• **Was zu tun ist**
Entnimm alle folgenden Einträge vollständig und gib jede Zeile unverändert wieder.
------ Material zur Aufgabe ------
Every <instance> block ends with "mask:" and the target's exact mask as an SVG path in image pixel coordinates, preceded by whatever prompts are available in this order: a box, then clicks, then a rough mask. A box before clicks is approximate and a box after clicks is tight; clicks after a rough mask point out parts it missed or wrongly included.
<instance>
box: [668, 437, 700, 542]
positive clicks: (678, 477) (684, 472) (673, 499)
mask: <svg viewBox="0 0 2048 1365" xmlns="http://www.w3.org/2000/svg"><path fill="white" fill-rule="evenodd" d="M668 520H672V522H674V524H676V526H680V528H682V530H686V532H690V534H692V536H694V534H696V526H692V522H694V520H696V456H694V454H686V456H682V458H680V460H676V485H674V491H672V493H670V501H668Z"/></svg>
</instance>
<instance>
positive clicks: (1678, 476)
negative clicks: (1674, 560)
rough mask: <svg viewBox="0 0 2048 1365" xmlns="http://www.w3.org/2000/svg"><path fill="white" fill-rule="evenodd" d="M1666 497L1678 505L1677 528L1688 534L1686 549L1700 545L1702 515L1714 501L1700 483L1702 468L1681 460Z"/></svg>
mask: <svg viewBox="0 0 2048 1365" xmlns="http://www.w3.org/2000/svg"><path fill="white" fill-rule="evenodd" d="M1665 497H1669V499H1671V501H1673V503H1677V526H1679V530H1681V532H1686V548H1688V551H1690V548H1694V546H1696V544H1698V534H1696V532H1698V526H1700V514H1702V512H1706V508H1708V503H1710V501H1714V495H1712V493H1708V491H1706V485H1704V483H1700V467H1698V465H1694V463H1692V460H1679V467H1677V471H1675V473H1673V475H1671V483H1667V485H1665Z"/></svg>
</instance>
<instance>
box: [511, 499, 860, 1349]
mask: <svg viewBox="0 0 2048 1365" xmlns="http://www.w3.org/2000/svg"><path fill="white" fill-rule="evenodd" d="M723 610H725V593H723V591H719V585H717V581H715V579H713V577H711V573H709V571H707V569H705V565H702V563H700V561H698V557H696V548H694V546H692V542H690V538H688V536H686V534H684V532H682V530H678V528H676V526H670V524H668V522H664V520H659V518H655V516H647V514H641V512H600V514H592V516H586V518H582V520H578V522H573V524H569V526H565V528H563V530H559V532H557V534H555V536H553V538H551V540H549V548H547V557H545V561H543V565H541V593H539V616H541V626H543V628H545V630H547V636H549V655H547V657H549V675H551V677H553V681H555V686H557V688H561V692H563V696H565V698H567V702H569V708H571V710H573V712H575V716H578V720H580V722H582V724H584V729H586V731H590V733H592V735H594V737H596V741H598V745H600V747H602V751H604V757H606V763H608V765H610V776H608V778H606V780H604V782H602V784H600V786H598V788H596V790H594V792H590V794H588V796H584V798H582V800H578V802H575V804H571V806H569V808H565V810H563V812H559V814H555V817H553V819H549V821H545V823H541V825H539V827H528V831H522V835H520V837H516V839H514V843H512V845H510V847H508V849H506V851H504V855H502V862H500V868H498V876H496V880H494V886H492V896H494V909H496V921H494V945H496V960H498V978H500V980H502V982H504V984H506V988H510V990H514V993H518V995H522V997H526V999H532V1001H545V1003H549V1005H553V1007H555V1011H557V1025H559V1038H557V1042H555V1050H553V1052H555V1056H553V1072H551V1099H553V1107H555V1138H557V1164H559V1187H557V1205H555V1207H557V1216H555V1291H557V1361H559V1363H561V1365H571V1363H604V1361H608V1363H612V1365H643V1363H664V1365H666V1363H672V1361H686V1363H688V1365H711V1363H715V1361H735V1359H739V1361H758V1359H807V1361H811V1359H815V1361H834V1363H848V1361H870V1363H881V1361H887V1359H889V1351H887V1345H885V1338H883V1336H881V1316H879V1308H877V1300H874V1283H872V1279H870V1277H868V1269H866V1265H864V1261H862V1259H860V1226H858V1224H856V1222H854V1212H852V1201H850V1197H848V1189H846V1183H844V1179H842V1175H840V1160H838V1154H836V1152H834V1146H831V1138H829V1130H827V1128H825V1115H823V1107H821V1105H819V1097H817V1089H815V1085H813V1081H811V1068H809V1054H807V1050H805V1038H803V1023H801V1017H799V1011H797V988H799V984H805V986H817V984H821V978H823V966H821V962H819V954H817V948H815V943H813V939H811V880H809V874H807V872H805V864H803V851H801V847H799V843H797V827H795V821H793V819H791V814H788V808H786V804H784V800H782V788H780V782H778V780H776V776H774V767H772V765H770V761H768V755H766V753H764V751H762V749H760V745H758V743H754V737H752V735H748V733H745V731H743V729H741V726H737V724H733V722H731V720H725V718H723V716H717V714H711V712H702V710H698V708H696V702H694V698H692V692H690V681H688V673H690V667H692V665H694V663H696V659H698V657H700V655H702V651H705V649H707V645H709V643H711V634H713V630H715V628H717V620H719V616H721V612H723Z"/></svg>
------
• **Ergebnis**
Every <instance> block ends with "mask:" and the target's exact mask as an SVG path in image pixel coordinates, preceded by whatever prompts are available in this order: a box, then clicks, then a rough mask. A box before clicks is approximate and a box after clicks is tight; clicks after a rough mask point out parts it missed or wrongly included.
<instance>
box: [668, 437, 700, 542]
positive clicks: (678, 477) (684, 472) (673, 499)
mask: <svg viewBox="0 0 2048 1365" xmlns="http://www.w3.org/2000/svg"><path fill="white" fill-rule="evenodd" d="M668 520H672V522H674V524H676V526H680V528H682V530H686V532H690V534H692V536H694V534H696V526H692V522H694V520H696V456H694V454H686V456H682V458H680V460H676V485H674V491H672V493H670V501H668Z"/></svg>
</instance>
<instance>
positive clicks: (1678, 476)
negative clicks: (1674, 560)
rough mask: <svg viewBox="0 0 2048 1365" xmlns="http://www.w3.org/2000/svg"><path fill="white" fill-rule="evenodd" d="M1666 497L1678 505L1677 528L1688 534L1686 549L1700 545L1702 515L1714 501L1700 483L1702 468L1681 460Z"/></svg>
mask: <svg viewBox="0 0 2048 1365" xmlns="http://www.w3.org/2000/svg"><path fill="white" fill-rule="evenodd" d="M1665 497H1669V499H1671V501H1673V503H1677V526H1679V530H1681V532H1686V548H1688V551H1690V548H1694V546H1696V544H1698V534H1696V532H1698V526H1700V514H1702V512H1706V508H1708V503H1710V501H1714V495H1712V493H1708V491H1706V485H1704V483H1700V467H1698V465H1694V463H1692V460H1679V467H1677V471H1675V473H1673V475H1671V483H1667V485H1665Z"/></svg>
</instance>
<instance>
box: [511, 499, 860, 1349]
mask: <svg viewBox="0 0 2048 1365" xmlns="http://www.w3.org/2000/svg"><path fill="white" fill-rule="evenodd" d="M723 610H725V593H723V591H719V585H717V581H715V579H713V577H711V573H709V571H707V569H705V565H702V563H700V561H698V557H696V548H694V546H692V542H690V538H688V536H686V534H684V532H682V530H678V528H676V526H670V524H668V522H664V520H659V518H655V516H647V514H641V512H600V514H592V516H586V518H582V520H578V522H573V524H569V526H565V528H563V530H559V532H557V534H555V536H553V538H551V540H549V548H547V557H545V561H543V565H541V593H539V616H541V626H543V628H545V630H547V636H549V655H547V657H549V675H551V677H553V681H555V686H557V688H561V692H563V696H565V698H567V702H569V708H571V710H573V712H575V716H578V720H580V722H582V724H584V729H586V731H590V733H592V735H594V737H596V741H598V745H600V747H602V751H604V757H606V763H608V765H610V776H608V778H606V780H604V782H602V784H600V786H598V788H596V790H594V792H590V794H588V796H584V798H582V800H578V802H575V804H571V806H569V808H565V810H563V812H559V814H555V817H553V819H549V821H545V823H541V825H539V827H528V831H522V835H520V837H516V839H514V843H512V845H510V847H508V849H506V851H504V855H502V862H500V868H498V876H496V880H494V886H492V896H494V909H496V921H494V945H496V960H498V978H500V980H502V982H504V984H506V988H510V990H514V993H518V995H522V997H526V999H532V1001H545V1003H549V1005H553V1007H555V1011H557V1025H559V1038H557V1042H555V1050H553V1052H555V1056H553V1072H551V1099H553V1107H555V1138H557V1164H559V1187H557V1205H555V1207H557V1216H555V1291H557V1361H559V1363H561V1365H571V1363H604V1361H608V1363H612V1365H643V1363H664V1365H666V1363H672V1361H686V1363H688V1365H711V1363H715V1361H735V1359H739V1361H758V1359H807V1361H811V1359H815V1361H834V1363H848V1361H870V1363H881V1361H887V1359H889V1351H887V1345H885V1338H883V1336H881V1316H879V1308H877V1300H874V1283H872V1279H870V1277H868V1269H866V1265H864V1261H862V1259H860V1226H858V1224H856V1222H854V1212H852V1201H850V1197H848V1189H846V1183H844V1179H842V1175H840V1160H838V1154H836V1152H834V1146H831V1138H829V1130H827V1128H825V1115H823V1107H821V1105H819V1097H817V1089H815V1085H813V1081H811V1068H809V1054H807V1050H805V1038H803V1023H801V1017H799V1011H797V988H799V984H805V986H817V984H821V978H823V966H821V962H819V954H817V948H815V943H813V939H811V880H809V874H807V872H805V864H803V851H801V847H799V843H797V827H795V821H793V819H791V814H788V808H786V804H784V800H782V788H780V782H778V780H776V776H774V767H772V765H770V761H768V755H766V753H764V751H762V749H760V745H758V743H754V737H752V735H748V733H745V731H743V729H741V726H737V724H733V722H731V720H725V718H723V716H717V714H711V712H702V710H698V708H696V702H694V698H692V692H690V681H688V673H690V667H692V665H694V663H696V659H698V657H700V655H702V651H705V649H707V645H709V643H711V634H713V630H715V628H717V620H719V616H721V612H723Z"/></svg>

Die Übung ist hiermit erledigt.